§ **ПОСТАВЛЕННАЯ ЗАДАЧА A**
Выпишите из отрывка все имена собственные, каждое один раз и в начальной форме, в порядке первого появления.

§ **ОТРЫВОК**
'''
Сначала операторы были удивлены, а потом начали проклинать помехи. Что-то пошло не так, как надо, и они поспешили проверить исправность аппаратуры. Это происходило на каждой станции, но никто не знал, что такая ситуация складывается на всех станциях, и каждый продолжал отчаянно искать причину проблемы: какой-то технический дефект, необычные атмосферные помехи… Но все проверки показывали, что радары в порядке. Когда оказывалось невозможно установить источник помех или заставить радар функционировать в рабочем режиме, каждая станция информировала центр управления[250], и вскоре там поняли, что вся система оповещения вокруг Гамбурга вышла из строя. Беспокойство сменилось паникой. Произошло нечто таинственное; никто не знал, что именно, но все опасались худшего.
Подозрения центра управления оказались правильными: после долгих и упорных исследований английские ученые смогли установить длины волн, используемые немецкими радарами[251]. На английском побережье было построено множество станций постановки помех, и к этим стационарным станциям были добавлены еще и воздушные станции — самолеты, оборудованные аппаратурой постановки помех, способной сбить с толку немецкие радары. Одним ударом все немецкая система оповещения была повергнута в безнадежный хаос.
Приблизительно в 23.00 звукопеленгаторы обнаружили массу бомбардировщиков, приближавшуюся с запада. Сначала казалось, что она направляется к Любеку, но затем поток по широкой дуге повернул к Гамбургу. Пришло время начать действовать ночным истребителям Каммхубера, но они еще пока не были оснащены давно обещанным радаром «Лихтенштейн» SN-2, который позволял им обнаруживать вражеский бомбардировщик на дальности 8 километров.
В 23.17 первое предупреждение получили зенитные батареи. Ночные истребители уже были в воздухе, но, когда они включили свои радары, и на их экранах царил хаос. Старые радары «Вюрцбург», на помощь которых надеялись ночные истребители, вели себя словно сумасшедшие калейдоскопы, и операторы наведения наземных станций ничего не могли сделать. Вместо четких сигналов, указывавших на присутствие и местоположение вражеских бомбардировщиков, по экранам вверх и вниз метались сотни зигзагообразных вспышек. Скоро радиоэфир заполнился недружественными запросами пилотов ночных истребителей, требовавших сообщить, что происходит, и спрашивавших, почему они не получают четких сигналов. Никто ничего не мог им ответить, и они продолжали летать вокруг слепыми и бесполезными.
Внизу, на земле, зенитчики были наготове. Они знали, что с востока приближается много бомбардировщиков. В любую минуту первые из них могли оказаться в пределах их досягаемости. Антенны радаров были направлены в сторону, откуда должны были появиться бомбардировщики, и операторы оставались начеку. Но на экране вдруг промелькнули один или два быстрых зигзага, затем они запрыгали уже по всему экрану. Операторы с ужасом смотрели на стремительно кружившийся хаос точек, полос и вспышек. Они больше не могли передавать наводчикам пушек какие-либо данные; все, что они смогли сделать после поспешной проверки техники, — это сообщить в центр управления, что «аппаратура неисправна; причина неизвестна».
'''
§ **ИСХОДНЫЕ ДАННЫЕ**
'''
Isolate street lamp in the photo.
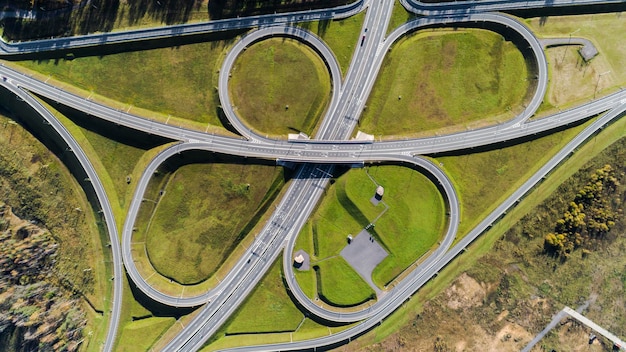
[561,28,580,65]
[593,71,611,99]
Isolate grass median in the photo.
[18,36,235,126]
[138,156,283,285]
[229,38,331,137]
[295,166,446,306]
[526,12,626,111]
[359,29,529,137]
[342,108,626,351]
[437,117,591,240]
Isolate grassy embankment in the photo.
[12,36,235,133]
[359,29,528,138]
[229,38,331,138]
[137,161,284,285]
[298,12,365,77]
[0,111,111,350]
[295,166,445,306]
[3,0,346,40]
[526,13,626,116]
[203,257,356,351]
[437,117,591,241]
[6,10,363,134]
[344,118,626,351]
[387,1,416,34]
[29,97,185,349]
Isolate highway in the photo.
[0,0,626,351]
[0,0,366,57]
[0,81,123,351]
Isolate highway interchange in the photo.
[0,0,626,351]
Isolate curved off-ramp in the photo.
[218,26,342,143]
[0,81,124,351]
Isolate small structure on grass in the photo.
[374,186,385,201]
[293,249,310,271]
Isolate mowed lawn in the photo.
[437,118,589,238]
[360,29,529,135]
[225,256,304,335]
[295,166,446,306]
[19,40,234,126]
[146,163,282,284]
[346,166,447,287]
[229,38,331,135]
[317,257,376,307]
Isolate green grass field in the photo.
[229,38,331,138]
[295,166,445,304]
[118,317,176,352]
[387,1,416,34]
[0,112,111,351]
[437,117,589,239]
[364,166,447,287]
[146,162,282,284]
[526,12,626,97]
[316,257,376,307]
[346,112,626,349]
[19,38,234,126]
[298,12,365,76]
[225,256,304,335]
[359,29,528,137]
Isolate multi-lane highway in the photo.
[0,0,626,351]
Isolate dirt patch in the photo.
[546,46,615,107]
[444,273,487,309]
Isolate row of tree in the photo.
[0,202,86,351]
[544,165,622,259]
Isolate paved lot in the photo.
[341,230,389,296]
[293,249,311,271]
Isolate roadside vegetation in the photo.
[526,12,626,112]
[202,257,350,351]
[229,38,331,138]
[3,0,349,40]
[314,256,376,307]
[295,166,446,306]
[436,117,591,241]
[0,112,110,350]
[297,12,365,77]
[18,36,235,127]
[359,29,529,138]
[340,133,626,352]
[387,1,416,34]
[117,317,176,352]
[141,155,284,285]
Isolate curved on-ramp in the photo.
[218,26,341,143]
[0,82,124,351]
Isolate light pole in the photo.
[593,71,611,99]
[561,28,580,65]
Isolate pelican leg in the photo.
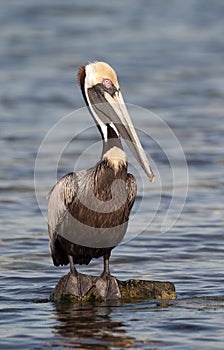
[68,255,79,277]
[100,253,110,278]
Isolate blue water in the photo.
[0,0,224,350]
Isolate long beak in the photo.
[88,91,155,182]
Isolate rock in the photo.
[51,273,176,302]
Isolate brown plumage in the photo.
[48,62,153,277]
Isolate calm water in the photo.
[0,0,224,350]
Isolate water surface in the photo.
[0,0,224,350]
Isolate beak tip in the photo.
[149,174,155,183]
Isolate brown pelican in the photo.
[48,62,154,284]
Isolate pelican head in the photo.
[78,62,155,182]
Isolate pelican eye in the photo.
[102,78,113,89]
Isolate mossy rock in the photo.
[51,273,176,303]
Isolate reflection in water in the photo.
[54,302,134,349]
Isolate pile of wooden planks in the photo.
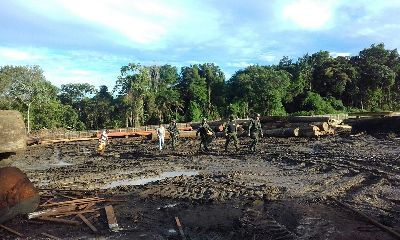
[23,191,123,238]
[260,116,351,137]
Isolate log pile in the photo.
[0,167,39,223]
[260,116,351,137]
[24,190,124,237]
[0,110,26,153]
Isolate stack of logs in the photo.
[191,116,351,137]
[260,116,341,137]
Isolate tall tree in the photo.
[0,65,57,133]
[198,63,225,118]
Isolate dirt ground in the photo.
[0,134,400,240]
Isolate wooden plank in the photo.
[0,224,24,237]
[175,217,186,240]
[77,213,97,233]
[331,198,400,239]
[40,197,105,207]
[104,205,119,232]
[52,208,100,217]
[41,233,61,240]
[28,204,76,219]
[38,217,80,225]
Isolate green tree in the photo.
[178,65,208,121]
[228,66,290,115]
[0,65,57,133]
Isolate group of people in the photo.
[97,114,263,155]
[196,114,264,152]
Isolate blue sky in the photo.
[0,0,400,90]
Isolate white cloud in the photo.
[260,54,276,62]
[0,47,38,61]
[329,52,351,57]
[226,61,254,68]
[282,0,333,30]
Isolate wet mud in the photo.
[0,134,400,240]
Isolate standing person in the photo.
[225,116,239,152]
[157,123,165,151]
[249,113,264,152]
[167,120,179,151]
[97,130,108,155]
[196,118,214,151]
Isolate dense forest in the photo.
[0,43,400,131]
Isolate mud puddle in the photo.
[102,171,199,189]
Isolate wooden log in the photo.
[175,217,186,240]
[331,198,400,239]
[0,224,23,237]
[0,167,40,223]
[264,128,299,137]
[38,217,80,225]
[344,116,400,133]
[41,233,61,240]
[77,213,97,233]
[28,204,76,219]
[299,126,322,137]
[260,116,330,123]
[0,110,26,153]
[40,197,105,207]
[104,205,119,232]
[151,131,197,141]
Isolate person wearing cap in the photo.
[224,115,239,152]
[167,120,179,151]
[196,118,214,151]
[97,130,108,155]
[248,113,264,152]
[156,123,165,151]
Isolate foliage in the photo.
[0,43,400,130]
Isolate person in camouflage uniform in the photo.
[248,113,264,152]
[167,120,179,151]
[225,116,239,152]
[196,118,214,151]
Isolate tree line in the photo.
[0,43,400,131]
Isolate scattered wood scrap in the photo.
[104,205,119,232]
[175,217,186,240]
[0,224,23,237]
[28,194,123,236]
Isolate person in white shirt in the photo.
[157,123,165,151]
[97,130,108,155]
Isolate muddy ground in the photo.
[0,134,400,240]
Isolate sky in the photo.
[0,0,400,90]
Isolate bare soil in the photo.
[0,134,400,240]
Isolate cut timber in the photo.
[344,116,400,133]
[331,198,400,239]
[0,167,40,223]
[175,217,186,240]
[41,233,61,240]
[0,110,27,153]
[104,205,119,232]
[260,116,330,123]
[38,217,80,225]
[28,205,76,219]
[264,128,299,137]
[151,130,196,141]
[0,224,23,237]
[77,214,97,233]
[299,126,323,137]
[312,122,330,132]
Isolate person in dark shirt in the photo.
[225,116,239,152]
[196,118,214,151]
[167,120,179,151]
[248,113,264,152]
'''
§ **ПОСТАВЛЕННАЯ ЗАДАЧА B**
Преобразуйте, пожалуйста, в таблицу Markdown ту часть записей, которая открывается строкой, содержащей «Isolate small structure», и закрывается строкой, содержащей «[444,273,487,309]», включая обе эти строки. Столбец «№» должен содержать порядковый номер строки, столбец «Строка» саму строку, а пустые строки в таблицу не входят.

§ **ПОЛНОЕ РЕШЕНИЕ A**
Гамбург
Любек
Каммхубер
«Лихтенштейн» SN-2
«Вюрцбург»

§ **ПОЛНОЕ РЕШЕНИЕ B**
| № | Строка |
|---|---|
| 1 | Isolate small structure on grass in the photo. |
| 2 | [374,186,385,201] |
| 3 | [293,249,310,271] |
| 4 | Isolate mowed lawn in the photo. |
| 5 | [437,118,589,238] |
| 6 | [360,29,529,135] |
| 7 | [225,256,304,335] |
| 8 | [295,166,446,306] |
| 9 | [19,40,234,126] |
| 10 | [146,163,282,284] |
| 11 | [346,166,447,287] |
| 12 | [229,38,331,135] |
| 13 | [317,257,376,307] |
| 14 | Isolate green grass field in the photo. |
| 15 | [229,38,331,138] |
| 16 | [295,166,445,304] |
| 17 | [118,317,176,352] |
| 18 | [387,1,416,34] |
| 19 | [0,112,111,351] |
| 20 | [437,117,589,239] |
| 21 | [364,166,447,287] |
| 22 | [146,162,282,284] |
| 23 | [526,12,626,97] |
| 24 | [316,257,376,307] |
| 25 | [346,112,626,349] |
| 26 | [19,38,234,126] |
| 27 | [298,12,365,76] |
| 28 | [225,256,304,335] |
| 29 | [359,29,528,137] |
| 30 | Isolate multi-lane highway in the photo. |
| 31 | [0,0,626,351] |
| 32 | Isolate dirt patch in the photo. |
| 33 | [546,46,615,107] |
| 34 | [444,273,487,309] |